# Selected text:
- - -

As before, the interaction term does not have a significant effect! While it can be a bit hard to interpret these, at least we can quickly see a visual of statistical significance. When we have 10 terms in out model, this is super helpful!

Lab 7 Assignment:

1.) Load the penguins data from palmerpenguins and build an additive and interactive model for the effects of species and sex on bill_length_mm.
2. Generate model summary tables using summary() and get_regression_table. Interpret these.
2.) Make representative graphs for each model and plot them side by side to compare them visually. Make a visual assessment of the models. Do your visual assessments agree with your stats tables? Why or why not?
3.) Make coef plots for each model. How do these compare to your tables?

- - -

Records of labeled boxes
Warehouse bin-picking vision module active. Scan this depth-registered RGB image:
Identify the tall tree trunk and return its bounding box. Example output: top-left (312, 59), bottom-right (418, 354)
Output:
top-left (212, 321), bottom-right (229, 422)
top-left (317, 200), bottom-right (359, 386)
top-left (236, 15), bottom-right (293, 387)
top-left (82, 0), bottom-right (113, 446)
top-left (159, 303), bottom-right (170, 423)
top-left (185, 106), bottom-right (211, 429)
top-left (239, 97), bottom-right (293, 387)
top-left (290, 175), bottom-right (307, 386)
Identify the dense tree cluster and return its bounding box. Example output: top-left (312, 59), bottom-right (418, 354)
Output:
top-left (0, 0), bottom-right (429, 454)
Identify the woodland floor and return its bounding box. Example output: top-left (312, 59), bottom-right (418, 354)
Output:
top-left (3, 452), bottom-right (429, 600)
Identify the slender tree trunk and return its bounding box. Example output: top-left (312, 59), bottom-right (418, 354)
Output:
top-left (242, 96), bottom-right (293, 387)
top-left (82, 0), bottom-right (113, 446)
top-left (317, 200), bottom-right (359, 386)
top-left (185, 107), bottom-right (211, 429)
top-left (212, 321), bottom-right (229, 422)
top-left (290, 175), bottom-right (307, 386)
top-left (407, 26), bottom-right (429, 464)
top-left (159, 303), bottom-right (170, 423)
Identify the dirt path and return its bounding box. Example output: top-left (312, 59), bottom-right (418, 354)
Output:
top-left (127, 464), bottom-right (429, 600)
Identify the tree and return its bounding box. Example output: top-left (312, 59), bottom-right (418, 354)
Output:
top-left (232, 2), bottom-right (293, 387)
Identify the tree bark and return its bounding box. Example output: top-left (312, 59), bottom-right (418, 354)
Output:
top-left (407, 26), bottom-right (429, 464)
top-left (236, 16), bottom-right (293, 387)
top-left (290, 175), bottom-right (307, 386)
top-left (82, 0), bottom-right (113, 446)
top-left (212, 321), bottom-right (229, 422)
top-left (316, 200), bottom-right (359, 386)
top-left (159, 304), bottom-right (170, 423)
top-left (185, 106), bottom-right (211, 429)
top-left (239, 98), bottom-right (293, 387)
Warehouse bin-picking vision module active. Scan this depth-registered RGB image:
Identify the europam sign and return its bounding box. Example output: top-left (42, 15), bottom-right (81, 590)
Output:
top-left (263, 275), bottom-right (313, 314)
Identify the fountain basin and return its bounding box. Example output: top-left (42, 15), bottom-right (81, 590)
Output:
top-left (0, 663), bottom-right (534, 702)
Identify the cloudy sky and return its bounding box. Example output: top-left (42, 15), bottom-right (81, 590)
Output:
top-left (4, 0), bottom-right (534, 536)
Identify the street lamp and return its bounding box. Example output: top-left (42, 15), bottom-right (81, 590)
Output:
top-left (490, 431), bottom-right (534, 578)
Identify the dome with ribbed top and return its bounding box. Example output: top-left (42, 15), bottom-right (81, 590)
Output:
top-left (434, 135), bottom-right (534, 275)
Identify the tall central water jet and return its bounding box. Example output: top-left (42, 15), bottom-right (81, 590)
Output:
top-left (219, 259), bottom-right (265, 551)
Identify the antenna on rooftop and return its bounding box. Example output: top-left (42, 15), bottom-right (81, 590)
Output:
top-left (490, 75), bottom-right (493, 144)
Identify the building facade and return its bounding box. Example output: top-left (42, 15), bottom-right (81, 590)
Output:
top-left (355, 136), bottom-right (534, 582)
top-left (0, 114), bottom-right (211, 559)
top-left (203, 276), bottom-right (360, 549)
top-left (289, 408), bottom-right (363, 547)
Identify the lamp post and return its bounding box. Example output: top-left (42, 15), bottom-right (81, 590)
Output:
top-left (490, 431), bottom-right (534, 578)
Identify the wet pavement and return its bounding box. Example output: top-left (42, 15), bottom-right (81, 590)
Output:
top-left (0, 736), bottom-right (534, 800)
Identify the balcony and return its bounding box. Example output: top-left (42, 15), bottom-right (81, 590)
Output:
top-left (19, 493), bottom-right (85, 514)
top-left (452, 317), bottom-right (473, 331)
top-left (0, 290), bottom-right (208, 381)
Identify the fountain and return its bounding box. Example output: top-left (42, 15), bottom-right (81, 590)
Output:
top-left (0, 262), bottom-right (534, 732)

- - -

# What the task requires:
Answer from the lab excerpt:
1. What does the interaction term not have?
2. Which data should be loaded, and from which source?
3. Which two functions should be used to generate the model summary tables?
The data above stand apart from the lab excerpt.

# Exercise response:
1. A significant effect.
2. The penguins data, from palmerpenguins.
3. summary() and get_regression_table.